- **Exercise aim**:
According to the blog post below explaining the name Lo Dawn, what was the band called that sang made-up birthday songs to family members? Please answer in a few words.

- **Document extract**:
This blog is a space for me to document my passion for and journey with personal growth. Here is an explanation of why this blog is called Lo Dawn.
When I was trying to come up with a name for this blog, I thought about light. Personal growth and improvement brings light to my life. It makes dark things lighter and light things brighter.
I was talking to J about this and asking him for name suggestions that had to do with light. I threw out a few and one of them had the word dawn in it. He told me that he thought the name should come from an interesting personal story. I told him that dawn actually has a lot of personal meaning to me. So he suggested Lo Dawn. This name has significance and meaning, but also has a playful and not too serious side. So that’s what I decided on.
A funny thing is that when J and I were first married, we would make up songs to sing to our family members on their birthdays. Our “band” was called the Lodown. (Lo for our last name.) So this blog name reminds me of that. 🙂
But also, after J suggested the name, I looked up the definition of Lo and this is how it is defined: used to draw attention to an interesting or amazing event. I like that. I want to draw attention to dawn. I have had a lot of dawn moments in my life. Moments where I felt dark, confused, alone, afraid, etc. But then something crossed my path (sometimes this took minutes, sometimes years,) and I started to see the light. I am sure that I will continue to have many more of these illuminating experiences throughout my life. I was actually writing a journal entry a few minutes ago and happened to write the phrase “it dawned on me.” It’s interesting that we use that phrase when we are talking about an enlightening moment and how we were able to see something more clearly. Dawn. What an amazing thing dawn is. What a gift.
Here is a very personal and transformative experience that I had with a figurative dawn…
So some people know this about me, and some people don’t. It was something that I was usually not necessarily comfortable broadcasting to everyone because I viewed it as an embarrassing weakness of mine. For several years, I had a lot of fears around driving. I don’t think that I’ve ever loved to drive, but I don’t remember being too stressed about it when I was in high school. I did live in a pretty small town and didn’t do much freeway driving or anything though. Anyway, then I went to college and didn’t have a car so I didn’t drive. I did drive during the summer after my freshmen year when I was back home in Missouri, but it was just small town driving again.
When J and I got married, I had access to a car again (which I hadn’t had when I was single in college.) The thing is, it was a stick shift car and I didn’t know how to drive it. So combine not doing much driving over the past few years (and living in a much bigger city than where I grew up) with a car that I didn’t know how to drive, and you get a recipe for fear and stress for this risk-averse girl. J tried to teach me how to drive the car when we were first married. I practiced here and there but the fear inside of me just kept building more and more over time. I did some minor driving, but for the most part, J did pretty much all of the driving.

- **Given information**:

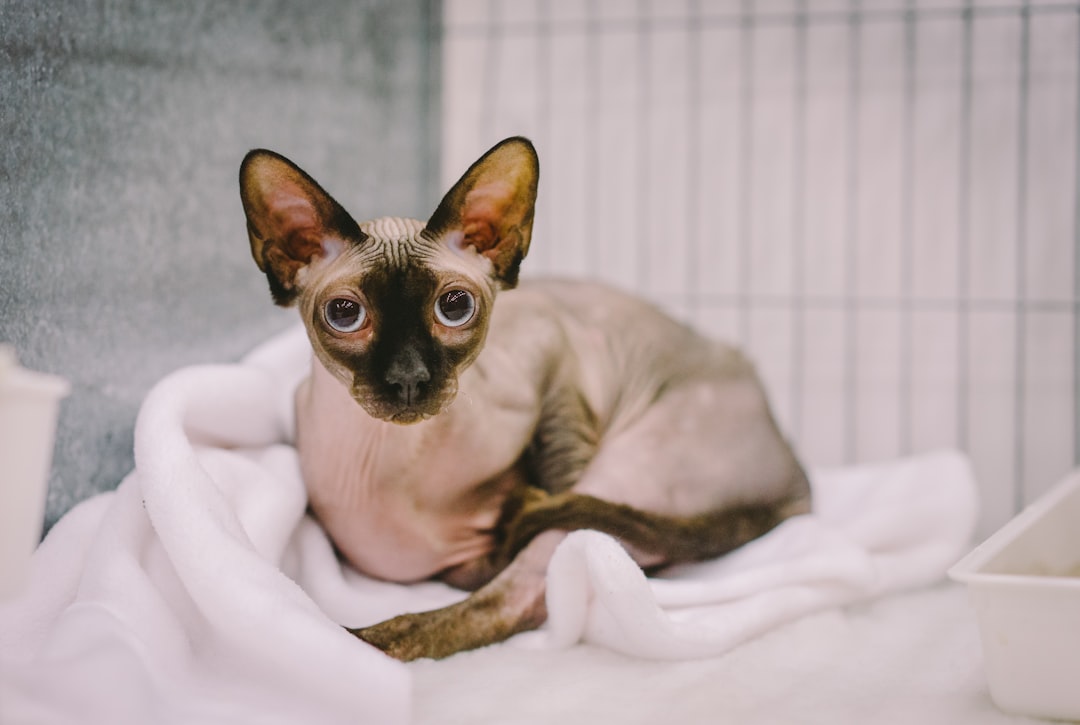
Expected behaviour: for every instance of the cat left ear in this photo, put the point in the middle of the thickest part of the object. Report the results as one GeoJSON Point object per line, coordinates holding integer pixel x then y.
{"type": "Point", "coordinates": [491, 206]}
{"type": "Point", "coordinates": [291, 220]}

- **Exercise answer**:
The Lodown.